Exercise details:
The response must be a precise copy of the records that follow.

-=-=-

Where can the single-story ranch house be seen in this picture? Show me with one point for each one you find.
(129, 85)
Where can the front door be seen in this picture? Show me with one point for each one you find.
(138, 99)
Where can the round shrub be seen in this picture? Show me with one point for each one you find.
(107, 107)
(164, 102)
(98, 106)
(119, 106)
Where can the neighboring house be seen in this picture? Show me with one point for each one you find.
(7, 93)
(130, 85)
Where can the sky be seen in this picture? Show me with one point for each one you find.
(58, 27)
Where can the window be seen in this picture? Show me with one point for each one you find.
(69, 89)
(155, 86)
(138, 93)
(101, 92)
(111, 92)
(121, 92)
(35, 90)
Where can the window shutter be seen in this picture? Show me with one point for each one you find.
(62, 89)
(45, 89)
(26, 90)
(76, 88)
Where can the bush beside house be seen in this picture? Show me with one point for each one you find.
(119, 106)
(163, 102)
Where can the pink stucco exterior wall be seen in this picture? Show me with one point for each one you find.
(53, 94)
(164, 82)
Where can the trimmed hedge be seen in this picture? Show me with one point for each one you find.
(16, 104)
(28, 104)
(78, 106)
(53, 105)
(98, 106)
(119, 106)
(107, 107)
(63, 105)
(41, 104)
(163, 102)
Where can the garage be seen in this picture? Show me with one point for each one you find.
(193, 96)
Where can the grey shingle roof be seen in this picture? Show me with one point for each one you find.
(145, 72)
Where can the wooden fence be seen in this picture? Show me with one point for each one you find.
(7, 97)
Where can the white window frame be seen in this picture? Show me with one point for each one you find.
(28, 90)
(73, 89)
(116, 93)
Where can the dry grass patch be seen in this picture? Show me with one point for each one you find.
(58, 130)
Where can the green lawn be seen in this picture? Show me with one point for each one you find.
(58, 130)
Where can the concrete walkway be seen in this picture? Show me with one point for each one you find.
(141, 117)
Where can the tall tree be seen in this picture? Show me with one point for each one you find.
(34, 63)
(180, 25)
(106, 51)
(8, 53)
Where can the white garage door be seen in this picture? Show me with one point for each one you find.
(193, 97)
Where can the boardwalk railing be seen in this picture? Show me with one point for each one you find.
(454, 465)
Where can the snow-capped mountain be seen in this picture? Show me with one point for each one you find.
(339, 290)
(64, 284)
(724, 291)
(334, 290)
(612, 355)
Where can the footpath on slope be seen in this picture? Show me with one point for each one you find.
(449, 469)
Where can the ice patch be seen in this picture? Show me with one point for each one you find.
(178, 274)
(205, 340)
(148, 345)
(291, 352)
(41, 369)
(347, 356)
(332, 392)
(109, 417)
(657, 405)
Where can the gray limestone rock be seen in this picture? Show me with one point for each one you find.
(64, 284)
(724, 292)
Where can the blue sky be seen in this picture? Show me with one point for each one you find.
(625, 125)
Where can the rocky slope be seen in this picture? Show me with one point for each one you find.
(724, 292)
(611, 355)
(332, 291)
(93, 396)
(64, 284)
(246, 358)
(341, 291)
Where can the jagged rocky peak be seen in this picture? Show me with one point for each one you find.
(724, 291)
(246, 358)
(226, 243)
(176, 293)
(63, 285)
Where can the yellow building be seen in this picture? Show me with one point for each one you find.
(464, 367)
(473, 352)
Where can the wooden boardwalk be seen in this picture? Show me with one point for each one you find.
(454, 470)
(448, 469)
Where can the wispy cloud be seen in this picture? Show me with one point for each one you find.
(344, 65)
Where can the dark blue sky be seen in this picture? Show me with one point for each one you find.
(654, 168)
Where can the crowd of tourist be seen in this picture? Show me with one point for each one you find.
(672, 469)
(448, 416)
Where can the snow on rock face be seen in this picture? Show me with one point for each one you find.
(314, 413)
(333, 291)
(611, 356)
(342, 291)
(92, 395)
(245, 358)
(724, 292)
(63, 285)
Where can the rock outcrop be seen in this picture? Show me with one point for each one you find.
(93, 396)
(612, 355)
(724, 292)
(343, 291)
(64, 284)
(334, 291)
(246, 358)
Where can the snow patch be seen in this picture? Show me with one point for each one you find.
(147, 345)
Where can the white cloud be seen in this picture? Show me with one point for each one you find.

-=-=-

Response below:
Where can the single-story ranch house be seen in this picture? Show me with one point for each one you find.
(129, 85)
Where can the front door be seen in this picture? Show me with one point for each one you find.
(138, 99)
Where can the round shrub be seen in this picture? Show me with one point for each one you find.
(107, 107)
(164, 102)
(98, 106)
(119, 106)
Where can the neighboring house be seen in this picture? Show me with one point for each one you find.
(7, 93)
(130, 85)
Where can the sky be seen in this picture? Show me with one point for each one you find.
(58, 27)
Where can the window be seen in this picture? Show me with one point for each one you find.
(69, 89)
(155, 86)
(138, 93)
(101, 92)
(111, 92)
(121, 92)
(35, 90)
Where can the window shutter be seen in this picture? Show me with one point for each one you find.
(62, 89)
(45, 89)
(26, 90)
(76, 88)
Where can the bush beside house be seen in this picture? Show me with one point for each one you find.
(119, 106)
(163, 102)
Where can the pink stucco exterior wall be seen in this picture? Show me with one point for each one you find.
(53, 94)
(164, 82)
Where can the trimmed hedge be seen in this picture? Show me with one point for each one you find.
(16, 104)
(28, 104)
(78, 106)
(53, 105)
(98, 106)
(119, 106)
(107, 107)
(63, 105)
(41, 104)
(163, 102)
Where can the garage be seen in this picture? Show me with one point for each one you find.
(193, 96)
Where can the grey shingle roof be seen in this picture? Show me with one point for each one you find.
(145, 72)
Where can the wooden fence be seen in this picture? Show me with one point for each one you find.
(7, 97)
Where can the white window frame be seen in this picture? Show me with one point for each one you find.
(28, 90)
(73, 89)
(116, 93)
Where can the dry grass patch be seen in this picture? Show me with one point for each one you find.
(58, 130)
Where can the green lawn be seen in this picture? Show me with one point for each one you find.
(58, 130)
Where can the concrete walkway be seen in this picture? Show me with one point for each one you find.
(141, 117)
Where can the tall tree be seen in this picture? Show me with one point for each one you find.
(34, 63)
(180, 25)
(106, 51)
(8, 53)
Where can the white garage door be seen in this picture? Show me with one point for each one you find.
(193, 97)
Where can the boardwalk railing be seen in this picture? Show me with one point for each one you find.
(454, 465)
Where can the snow-capped mountain be seen in this picture? Show me with one point for each one you find.
(339, 290)
(64, 284)
(724, 291)
(334, 290)
(612, 355)
Where can the footpath on slope be seen in this picture? Show me with one point for each one you find.
(449, 469)
Where can the ice patch be seen in this picture? Show me with one point for each one you find.
(178, 274)
(205, 340)
(148, 345)
(291, 352)
(41, 369)
(347, 356)
(332, 392)
(109, 417)
(657, 405)
Where can the gray limestone rock be seen in this picture? Show me with one point for each one you find.
(64, 284)
(724, 292)
Where can the blue sky be seen in this picture? Show me with one point for each one you find.
(625, 125)
Where can the rocky slope be seen in this picture? Show me with one point for each one you find.
(724, 292)
(611, 355)
(332, 291)
(93, 396)
(64, 284)
(246, 358)
(341, 291)
Where can the jagged rocky peak be seen in this picture? Show me with one point for each one you find.
(724, 291)
(246, 358)
(226, 243)
(176, 293)
(63, 285)
Where can the yellow building be seen in this picture? Show me with one point for each one you find.
(464, 367)
(473, 352)
Where can the wooden boardwalk be seen in this picture? Show me with one point for each one you find.
(454, 470)
(448, 469)
Where can the wispy cloud be seen in this picture? Show me with one point for each one you find.
(344, 65)
Where can the dark blue sky be seen in this picture? Show me with one point for each one you find.
(654, 168)
Where can the crowd of tourist be seen in this picture? Show me with one point for each one you find.
(672, 469)
(448, 416)
Where can the snow on rock face be seen in this picture? Show me with one point for each one you find.
(314, 413)
(333, 291)
(611, 356)
(342, 291)
(92, 395)
(245, 358)
(724, 292)
(63, 285)
Where can the rock outcrop be seen in this picture? Show me with one point for each one you find.
(93, 396)
(612, 355)
(724, 292)
(343, 291)
(64, 284)
(334, 291)
(246, 358)
Where can the snow patch be seen in this picture? Show me with one point for each one you find.
(147, 345)
Where can the white cloud be seen in this picture? Show me with one point for each one you find.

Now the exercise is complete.